### Excerpt provided
# Haydn String Quartets: Opus 1



## Ramako

Though it is some time since the Haydn Symphony Series, I finally decided to do the series of threads on the string quartets, since the idea was raised at the time.

The Opus 1 was composed in the 1750s, or at the latest early 1760s (sources differ). These works are written in a five-movement divertimento form, rather than the four movements which became standard later. It marks the beginning of Haydn's string quartet oeuvre, and in some sense therefore the beginning of the genre itself.

I have included the Hoboken numbering and key after the opus numbering, as there seem to be two different numbering systems. I am following WIKI in labelling the polls. No. 5 was later found to be Symphony A, but I have put it in to be as inclusive as possible.

Like before, choose your favourite quartet, and comment on the works, recordings etc. One difference from the symphonies is that I have decided to make the polls single vote only - so if you particularly love more than one of the quartets then please say so in the thread.

### Parts of the exercise
#1 Based on the forum post about Haydn's Opus 1 quartets, answer yes or no to each statement, quoting the words that decide it: (a) the Opus 1 works follow a four-movement form, (b) each poll allows only a single vote, (c) No. 5 was later identified as a symphony.
#2 Turn the paragraph of the Haydn Opus 1 post that begins "The Opus 1 was composed" into a short bulleted list that keeps its main facts.
#3 Write what comes next in the forum post on Haydn's Opus 1 string quartets, picking up after its final sentence.
The entries placed after the forum post have no connection to it.

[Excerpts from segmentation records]
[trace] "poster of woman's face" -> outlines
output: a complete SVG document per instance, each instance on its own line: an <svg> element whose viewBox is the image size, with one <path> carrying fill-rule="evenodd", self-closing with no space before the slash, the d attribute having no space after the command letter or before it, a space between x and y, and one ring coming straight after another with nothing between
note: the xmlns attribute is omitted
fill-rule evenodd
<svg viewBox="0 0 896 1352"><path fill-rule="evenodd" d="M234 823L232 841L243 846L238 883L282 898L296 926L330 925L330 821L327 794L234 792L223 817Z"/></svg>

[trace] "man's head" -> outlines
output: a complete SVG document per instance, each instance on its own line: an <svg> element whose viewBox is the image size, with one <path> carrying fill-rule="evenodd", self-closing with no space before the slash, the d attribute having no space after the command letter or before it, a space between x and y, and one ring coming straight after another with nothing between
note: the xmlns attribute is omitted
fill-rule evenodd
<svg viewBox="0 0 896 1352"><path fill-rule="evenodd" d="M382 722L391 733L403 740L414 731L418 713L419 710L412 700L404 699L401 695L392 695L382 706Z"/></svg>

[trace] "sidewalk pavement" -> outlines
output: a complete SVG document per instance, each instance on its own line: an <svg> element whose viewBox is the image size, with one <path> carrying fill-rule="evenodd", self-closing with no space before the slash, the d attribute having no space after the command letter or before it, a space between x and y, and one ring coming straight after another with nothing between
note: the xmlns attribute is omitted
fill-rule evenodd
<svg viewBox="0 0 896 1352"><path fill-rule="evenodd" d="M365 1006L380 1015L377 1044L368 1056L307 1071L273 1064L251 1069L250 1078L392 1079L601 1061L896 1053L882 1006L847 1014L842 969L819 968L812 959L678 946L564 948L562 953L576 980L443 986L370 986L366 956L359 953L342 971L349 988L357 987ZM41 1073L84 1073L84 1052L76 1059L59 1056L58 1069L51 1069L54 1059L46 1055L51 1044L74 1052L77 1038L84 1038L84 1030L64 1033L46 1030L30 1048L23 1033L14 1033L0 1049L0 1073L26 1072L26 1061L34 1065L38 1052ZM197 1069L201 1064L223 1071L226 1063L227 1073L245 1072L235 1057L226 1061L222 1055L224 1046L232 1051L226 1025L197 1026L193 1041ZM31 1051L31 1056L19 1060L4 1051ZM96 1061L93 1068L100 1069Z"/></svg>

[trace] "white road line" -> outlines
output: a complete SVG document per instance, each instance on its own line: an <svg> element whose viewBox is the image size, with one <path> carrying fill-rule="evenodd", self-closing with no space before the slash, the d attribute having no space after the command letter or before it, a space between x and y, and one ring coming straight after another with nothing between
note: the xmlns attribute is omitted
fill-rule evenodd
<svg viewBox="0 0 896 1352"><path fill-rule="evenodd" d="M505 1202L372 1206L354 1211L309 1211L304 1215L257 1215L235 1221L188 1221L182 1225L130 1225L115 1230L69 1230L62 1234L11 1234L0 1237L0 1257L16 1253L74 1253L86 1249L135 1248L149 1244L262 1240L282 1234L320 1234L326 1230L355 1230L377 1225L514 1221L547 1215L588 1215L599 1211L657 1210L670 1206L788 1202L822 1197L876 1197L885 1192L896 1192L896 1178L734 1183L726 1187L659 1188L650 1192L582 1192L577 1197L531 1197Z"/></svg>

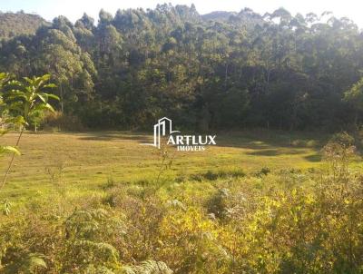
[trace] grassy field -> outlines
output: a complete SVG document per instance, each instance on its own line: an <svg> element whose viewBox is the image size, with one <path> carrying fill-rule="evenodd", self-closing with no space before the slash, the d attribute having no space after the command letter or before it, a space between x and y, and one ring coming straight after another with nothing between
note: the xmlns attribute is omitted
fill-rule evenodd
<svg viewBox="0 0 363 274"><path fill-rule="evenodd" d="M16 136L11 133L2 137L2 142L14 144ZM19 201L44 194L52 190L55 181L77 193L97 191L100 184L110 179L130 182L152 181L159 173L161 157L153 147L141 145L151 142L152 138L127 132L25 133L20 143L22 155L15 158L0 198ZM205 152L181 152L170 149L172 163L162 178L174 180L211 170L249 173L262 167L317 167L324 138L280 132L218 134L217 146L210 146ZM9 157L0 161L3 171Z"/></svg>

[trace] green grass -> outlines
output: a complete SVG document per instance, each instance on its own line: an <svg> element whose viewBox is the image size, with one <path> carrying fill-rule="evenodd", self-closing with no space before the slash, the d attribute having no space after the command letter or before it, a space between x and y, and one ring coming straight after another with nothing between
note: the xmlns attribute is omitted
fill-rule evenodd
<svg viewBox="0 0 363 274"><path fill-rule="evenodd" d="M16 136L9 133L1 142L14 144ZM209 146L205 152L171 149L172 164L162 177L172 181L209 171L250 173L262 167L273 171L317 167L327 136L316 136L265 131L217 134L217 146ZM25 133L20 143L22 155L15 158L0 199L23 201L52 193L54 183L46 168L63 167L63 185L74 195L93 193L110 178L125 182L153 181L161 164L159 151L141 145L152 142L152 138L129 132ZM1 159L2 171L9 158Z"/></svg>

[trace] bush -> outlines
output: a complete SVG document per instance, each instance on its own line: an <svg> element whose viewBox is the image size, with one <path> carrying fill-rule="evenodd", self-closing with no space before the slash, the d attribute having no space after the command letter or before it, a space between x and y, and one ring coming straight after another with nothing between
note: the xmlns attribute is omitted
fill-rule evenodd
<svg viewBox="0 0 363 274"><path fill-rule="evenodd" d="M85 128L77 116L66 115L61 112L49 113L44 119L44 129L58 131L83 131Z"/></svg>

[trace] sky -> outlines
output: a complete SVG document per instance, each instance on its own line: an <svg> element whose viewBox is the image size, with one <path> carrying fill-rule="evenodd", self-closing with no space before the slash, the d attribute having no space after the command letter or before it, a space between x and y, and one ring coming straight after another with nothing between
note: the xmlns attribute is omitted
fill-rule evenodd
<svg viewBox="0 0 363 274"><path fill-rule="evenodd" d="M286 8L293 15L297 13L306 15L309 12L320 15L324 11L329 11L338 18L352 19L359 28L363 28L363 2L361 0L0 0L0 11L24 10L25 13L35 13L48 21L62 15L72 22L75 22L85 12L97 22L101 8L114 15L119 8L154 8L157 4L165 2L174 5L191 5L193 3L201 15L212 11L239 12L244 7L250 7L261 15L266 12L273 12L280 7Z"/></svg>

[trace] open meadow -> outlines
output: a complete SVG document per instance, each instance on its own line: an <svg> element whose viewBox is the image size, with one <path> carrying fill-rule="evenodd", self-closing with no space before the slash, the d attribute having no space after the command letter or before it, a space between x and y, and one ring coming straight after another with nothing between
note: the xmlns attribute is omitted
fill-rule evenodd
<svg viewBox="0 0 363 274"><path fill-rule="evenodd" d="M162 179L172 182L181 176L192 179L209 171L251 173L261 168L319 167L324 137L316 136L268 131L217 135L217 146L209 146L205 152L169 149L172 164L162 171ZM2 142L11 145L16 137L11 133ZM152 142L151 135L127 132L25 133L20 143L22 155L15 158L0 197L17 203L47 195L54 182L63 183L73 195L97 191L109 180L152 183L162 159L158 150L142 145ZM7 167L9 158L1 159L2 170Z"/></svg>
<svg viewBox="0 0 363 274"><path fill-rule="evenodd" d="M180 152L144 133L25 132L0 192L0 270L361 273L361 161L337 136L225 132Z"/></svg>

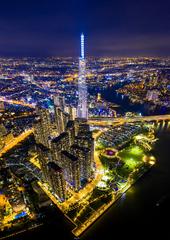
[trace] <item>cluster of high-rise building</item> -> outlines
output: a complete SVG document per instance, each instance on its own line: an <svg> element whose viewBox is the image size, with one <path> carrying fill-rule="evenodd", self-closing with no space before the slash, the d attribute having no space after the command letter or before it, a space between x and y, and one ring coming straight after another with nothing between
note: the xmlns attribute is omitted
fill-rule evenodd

### Answers to the exercises
#1
(a) No: "These works are written in a five-movement divertimento form, rather than the four movements which became standard later."
(b) Yes: "I have decided to make the polls single vote only"
(c) Yes: "No. 5 was later found to be Symphony A"

#2
- Composed in the 1750s or, at the latest, the early 1760s, with sources disagreeing on the date
- Written in a five-movement divertimento form instead of the four movements that later became standard
- Marks the start of Haydn's string quartet output and, in a sense, of the genre itself

#3
Next: Opus 2


----------



## Novelette

Ah, Ramako! I'm so glad that you started a new Haydn series!

It's 02,52 here and I must sleep. I look forward to these threads.


----------



## ComposerOfAvantGarde

Op. 1,1 

..........


----------



## Geo Dude

I'm a Haydn nut but I've unfortunately not had the chance to hear those works. I appreciate the willingness to start out the poll here, though, as opposed to doing the 'normal' thing and starting with Op. 9.


----------



## Ondine

Well... Op. 1 is quite boring for me. I think that things start to become more interesting from Op. 17. But I will have look to it and then give my vote


----------



## jurianbai

I actually like Op.1, out of all 30 movements there are enough melodies to take a closer look. I like most of Adagios there, from 1st movement in No.3 in D, No.4 in G third movement, then my favorite in No.6 in C, the adagio is on 3rd movement and come with nice pizzicatos.

So, there I vote for No.6 in C.

FOr some reason, I think the Kodaly set I have, I can't find Op.1 No.5 in Bb.


----------



## Ukko

The Opus 1 pieces work quite well as divertimenti, music with the 1st violin ''featured'. The Petersens made excellent recordings of them for Capriccio.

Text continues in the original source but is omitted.